● WHAT NEEDS TO BE DONE
Below is a listing; copy all of it exactly.

● EXERCISE INPUTS
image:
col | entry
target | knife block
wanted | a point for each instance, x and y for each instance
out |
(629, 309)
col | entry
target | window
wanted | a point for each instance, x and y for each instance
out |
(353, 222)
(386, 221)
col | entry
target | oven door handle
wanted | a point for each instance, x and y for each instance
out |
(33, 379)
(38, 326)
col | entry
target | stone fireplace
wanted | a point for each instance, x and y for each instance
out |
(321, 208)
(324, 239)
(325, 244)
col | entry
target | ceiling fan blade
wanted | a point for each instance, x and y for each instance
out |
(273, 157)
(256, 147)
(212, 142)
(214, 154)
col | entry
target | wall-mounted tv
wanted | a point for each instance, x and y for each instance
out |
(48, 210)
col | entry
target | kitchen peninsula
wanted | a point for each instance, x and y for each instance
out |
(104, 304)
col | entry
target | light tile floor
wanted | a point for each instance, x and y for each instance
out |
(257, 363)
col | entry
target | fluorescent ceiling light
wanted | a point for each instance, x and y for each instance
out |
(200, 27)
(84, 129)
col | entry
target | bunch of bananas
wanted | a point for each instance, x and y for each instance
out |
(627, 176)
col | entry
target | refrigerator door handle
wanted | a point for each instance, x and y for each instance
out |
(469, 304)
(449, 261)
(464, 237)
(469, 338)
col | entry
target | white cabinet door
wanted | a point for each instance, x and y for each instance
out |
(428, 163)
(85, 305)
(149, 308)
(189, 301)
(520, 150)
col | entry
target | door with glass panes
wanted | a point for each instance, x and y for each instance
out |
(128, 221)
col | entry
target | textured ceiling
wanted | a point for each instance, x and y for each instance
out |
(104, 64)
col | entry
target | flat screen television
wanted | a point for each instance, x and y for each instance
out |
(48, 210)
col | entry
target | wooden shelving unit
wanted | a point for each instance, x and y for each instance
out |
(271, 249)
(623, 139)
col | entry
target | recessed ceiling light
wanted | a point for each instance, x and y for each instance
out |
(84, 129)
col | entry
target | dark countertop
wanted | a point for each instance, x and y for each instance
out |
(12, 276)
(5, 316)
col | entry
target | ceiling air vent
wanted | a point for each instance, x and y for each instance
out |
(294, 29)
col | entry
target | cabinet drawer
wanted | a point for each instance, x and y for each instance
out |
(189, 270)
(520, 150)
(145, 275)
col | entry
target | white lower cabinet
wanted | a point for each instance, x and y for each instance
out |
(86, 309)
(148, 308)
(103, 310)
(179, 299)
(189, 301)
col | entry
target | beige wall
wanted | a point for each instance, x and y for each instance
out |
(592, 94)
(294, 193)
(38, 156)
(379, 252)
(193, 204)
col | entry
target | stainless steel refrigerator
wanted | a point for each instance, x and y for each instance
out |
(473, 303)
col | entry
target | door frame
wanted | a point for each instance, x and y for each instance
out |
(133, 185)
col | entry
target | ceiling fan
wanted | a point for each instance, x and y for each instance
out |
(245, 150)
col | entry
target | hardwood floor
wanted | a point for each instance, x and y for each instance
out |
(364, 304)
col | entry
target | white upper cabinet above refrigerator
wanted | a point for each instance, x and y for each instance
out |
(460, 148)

● SOLUTION TO THIS TASK
image:
col | entry
target | knife block
wanted | a point for each instance, x and y for each instance
out |
(629, 309)
col | entry
target | window
wanted | a point for each instance, x and y for each instance
out |
(353, 222)
(386, 221)
col | entry
target | oven door handle
wanted | a point for each instance, x and y for each instance
out |
(33, 379)
(38, 326)
col | entry
target | stone fireplace
wanted | a point for each instance, x and y for each instance
out |
(321, 208)
(324, 239)
(325, 244)
col | entry
target | ceiling fan blade
wanted | a point for each instance, x and y for each instance
out |
(273, 157)
(256, 147)
(212, 142)
(214, 154)
col | entry
target | wall-mounted tv
wanted | a point for each instance, x and y for each instance
out |
(48, 210)
col | entry
target | kitchen peninsula
wanted | a point for each instance, x and y for each instance
out |
(104, 304)
col | entry
target | light tile floor
wanted | a point for each instance, x and y for each instance
out |
(257, 363)
col | entry
target | fluorescent ceiling light
wanted | a point for each instance, x and y for each instance
out |
(200, 27)
(84, 129)
col | entry
target | bunch of bananas
wanted | a point for each instance, x and y for each instance
out |
(627, 176)
col | entry
target | refrigerator door handle
wanted | a point for each instance, x and y for each instance
out |
(469, 304)
(449, 261)
(464, 237)
(469, 338)
col | entry
target | white cabinet door
wanted | a point for each instance, x and y for each instance
out |
(428, 163)
(85, 305)
(149, 308)
(189, 301)
(520, 150)
col | entry
target | door with glass panes
wanted | a point for each instance, x and y for each instance
out |
(128, 221)
col | entry
target | textured ceiling
wanted | a point for each instance, x and y for each instance
out |
(104, 64)
col | entry
target | flat screen television
wanted | a point for each instance, x and y for each instance
out |
(48, 210)
col | entry
target | wooden shelving unit
wanted | a point for each instance, x and y for each instance
out |
(271, 249)
(623, 139)
col | entry
target | recessed ceiling light
wanted | a point for each instance, x and y for each instance
out |
(84, 129)
col | entry
target | dark countertop
wanted | a point for each instance, x and y for each instance
out |
(12, 276)
(5, 316)
col | entry
target | ceiling air vent
wanted | a point for each instance, x and y for each instance
out |
(294, 29)
col | entry
target | cabinet drawer
wanted | a point for each instance, x and y for each instance
out |
(189, 270)
(520, 150)
(145, 275)
col | entry
target | white lower cabinet
wanted | a point for each instance, x and y for each instance
out |
(86, 309)
(148, 308)
(103, 310)
(179, 299)
(189, 301)
col | entry
target | beige wall
wanted | a point for each instance, x and y for each instance
out |
(592, 94)
(294, 193)
(38, 156)
(379, 252)
(193, 204)
col | entry
target | stainless steel refrigerator
wanted | a point for each instance, x and y for each instance
out |
(473, 303)
col | entry
target | door frame
wanted | a point for each instance, x and y for each instance
out |
(133, 185)
col | entry
target | ceiling fan
wanted | a point for each instance, x and y for each instance
out |
(245, 150)
col | entry
target | hardwood floor
wanted | a point for each instance, x and y for each instance
out |
(364, 304)
col | entry
target | white upper cabinet above refrigerator
wanted | a point for each instance, x and y for each instance
out |
(460, 148)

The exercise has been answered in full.